◆ WHAT TO DO ◆
Please return each line below that contains the word "necklace", copying the whole line. Count only matches with the same capitalization.

◆ RECORDED DATA ◆
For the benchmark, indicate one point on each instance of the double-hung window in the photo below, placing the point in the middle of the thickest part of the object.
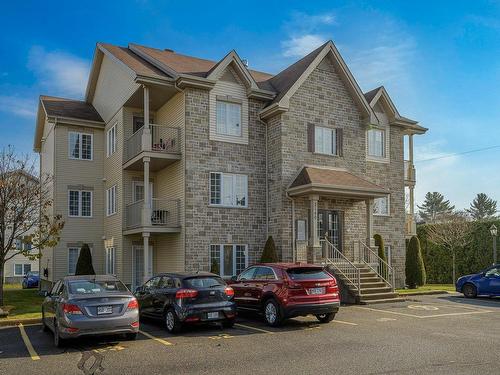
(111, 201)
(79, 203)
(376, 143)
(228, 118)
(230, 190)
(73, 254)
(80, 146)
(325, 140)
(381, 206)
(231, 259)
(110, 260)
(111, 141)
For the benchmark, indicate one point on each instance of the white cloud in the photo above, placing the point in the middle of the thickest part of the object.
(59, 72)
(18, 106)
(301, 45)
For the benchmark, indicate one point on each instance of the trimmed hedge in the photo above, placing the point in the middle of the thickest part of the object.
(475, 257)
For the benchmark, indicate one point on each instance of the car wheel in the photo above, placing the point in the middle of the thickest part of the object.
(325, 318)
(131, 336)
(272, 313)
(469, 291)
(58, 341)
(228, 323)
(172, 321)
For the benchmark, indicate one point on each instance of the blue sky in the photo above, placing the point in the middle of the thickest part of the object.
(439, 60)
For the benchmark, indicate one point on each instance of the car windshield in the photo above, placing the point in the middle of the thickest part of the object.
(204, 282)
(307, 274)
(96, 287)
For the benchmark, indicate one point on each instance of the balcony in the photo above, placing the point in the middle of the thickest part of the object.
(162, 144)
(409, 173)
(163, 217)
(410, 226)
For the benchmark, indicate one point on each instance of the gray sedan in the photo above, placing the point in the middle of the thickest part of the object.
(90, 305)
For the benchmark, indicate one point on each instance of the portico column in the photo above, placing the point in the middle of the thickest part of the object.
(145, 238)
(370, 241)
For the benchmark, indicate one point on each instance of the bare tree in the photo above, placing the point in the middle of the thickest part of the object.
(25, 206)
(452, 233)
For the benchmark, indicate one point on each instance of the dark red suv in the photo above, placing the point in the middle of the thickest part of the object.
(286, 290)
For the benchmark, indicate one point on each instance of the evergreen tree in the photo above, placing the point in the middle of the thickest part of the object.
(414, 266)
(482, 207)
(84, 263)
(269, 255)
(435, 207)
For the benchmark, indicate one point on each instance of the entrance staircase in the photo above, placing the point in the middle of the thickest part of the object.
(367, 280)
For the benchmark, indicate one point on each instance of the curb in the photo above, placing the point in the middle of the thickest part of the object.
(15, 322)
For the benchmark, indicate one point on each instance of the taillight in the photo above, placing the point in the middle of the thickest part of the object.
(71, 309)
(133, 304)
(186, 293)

---

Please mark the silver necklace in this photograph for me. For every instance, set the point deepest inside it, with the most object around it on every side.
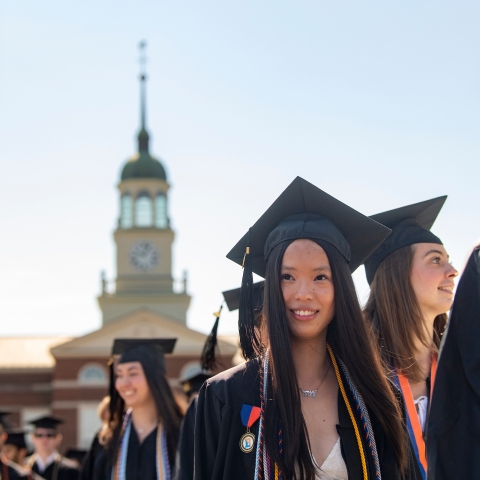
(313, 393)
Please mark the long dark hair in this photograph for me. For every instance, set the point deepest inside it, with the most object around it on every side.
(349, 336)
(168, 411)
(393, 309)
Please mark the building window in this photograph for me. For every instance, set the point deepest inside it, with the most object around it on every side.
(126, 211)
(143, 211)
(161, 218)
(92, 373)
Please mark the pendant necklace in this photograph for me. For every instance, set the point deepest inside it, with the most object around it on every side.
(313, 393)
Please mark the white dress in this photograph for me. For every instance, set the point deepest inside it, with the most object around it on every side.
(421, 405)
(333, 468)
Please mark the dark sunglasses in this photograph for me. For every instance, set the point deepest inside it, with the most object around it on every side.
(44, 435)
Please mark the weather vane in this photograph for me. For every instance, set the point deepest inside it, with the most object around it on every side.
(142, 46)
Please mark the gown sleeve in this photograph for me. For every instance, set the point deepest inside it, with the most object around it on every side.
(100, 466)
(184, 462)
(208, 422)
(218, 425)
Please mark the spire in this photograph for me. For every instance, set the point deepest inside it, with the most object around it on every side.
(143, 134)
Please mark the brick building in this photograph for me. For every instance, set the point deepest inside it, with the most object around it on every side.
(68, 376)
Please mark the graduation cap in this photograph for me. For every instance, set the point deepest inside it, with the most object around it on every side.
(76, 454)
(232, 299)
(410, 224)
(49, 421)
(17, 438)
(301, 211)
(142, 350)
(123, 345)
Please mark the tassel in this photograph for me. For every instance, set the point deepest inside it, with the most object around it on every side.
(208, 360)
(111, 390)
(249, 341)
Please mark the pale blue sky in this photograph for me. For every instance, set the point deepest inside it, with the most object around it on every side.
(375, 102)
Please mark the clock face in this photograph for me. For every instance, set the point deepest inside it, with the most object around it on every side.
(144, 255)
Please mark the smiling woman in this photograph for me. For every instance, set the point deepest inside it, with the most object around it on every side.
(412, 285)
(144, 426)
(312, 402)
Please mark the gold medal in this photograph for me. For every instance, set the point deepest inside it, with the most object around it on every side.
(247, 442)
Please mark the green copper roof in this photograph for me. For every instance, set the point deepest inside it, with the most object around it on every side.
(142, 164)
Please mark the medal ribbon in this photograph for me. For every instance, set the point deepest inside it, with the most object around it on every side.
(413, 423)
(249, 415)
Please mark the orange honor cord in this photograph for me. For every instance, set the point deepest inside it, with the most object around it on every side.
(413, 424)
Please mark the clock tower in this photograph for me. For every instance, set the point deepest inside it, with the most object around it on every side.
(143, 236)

---

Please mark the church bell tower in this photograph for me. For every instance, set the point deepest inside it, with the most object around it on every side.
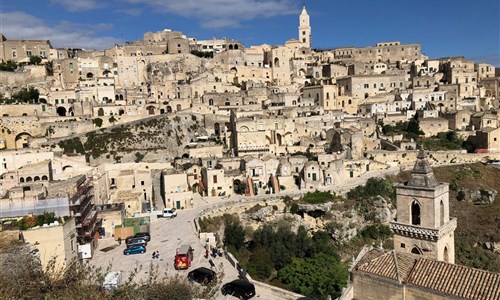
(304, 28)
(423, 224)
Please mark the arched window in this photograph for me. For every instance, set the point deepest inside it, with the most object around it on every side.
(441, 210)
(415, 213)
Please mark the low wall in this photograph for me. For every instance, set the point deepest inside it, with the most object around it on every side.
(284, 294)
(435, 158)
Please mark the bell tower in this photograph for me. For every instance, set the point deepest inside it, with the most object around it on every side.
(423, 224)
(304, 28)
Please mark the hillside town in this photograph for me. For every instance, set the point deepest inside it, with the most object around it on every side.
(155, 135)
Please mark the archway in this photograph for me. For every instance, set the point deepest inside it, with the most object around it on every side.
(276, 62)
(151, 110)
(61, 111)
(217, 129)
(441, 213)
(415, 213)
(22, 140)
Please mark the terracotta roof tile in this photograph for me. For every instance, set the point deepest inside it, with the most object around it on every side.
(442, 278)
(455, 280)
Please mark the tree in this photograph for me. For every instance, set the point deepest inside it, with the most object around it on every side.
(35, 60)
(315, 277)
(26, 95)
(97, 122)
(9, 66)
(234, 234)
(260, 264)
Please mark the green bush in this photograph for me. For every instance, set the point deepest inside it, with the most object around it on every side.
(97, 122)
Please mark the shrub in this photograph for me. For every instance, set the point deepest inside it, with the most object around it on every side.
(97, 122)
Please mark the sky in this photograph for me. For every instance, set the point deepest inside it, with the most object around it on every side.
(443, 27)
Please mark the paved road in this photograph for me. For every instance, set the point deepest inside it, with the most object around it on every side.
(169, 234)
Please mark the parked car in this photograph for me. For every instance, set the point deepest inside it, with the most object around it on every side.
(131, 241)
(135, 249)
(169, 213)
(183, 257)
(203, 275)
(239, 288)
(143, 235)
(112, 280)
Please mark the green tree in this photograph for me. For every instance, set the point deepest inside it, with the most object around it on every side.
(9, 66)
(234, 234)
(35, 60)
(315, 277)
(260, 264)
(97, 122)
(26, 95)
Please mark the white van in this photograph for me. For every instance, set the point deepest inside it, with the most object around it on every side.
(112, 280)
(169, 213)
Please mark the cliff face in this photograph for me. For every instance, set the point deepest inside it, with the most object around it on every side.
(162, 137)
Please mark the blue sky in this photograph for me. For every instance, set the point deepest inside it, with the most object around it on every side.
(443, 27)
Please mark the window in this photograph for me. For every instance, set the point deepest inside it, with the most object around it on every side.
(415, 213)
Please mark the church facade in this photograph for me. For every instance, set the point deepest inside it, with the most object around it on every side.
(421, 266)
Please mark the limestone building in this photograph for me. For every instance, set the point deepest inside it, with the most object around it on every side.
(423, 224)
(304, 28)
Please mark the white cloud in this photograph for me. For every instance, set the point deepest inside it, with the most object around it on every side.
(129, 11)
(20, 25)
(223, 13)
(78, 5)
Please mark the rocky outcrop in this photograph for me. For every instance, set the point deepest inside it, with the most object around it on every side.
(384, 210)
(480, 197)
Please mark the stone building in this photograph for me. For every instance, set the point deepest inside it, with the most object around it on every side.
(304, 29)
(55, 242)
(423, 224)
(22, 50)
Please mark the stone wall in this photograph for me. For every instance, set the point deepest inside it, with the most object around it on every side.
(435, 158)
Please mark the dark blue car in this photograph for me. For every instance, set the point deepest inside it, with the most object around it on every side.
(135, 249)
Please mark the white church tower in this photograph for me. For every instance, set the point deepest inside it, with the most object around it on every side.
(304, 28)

◆ FINAL ANSWER ◆
Please mark the silver necklace in this photograph for me. For every instance, set the point deepest inside it, with the most object around it on every side.
Please mark the pendant necklace in this photograph for me. For every instance, set the point deepest inside it, with the most object around it on every side.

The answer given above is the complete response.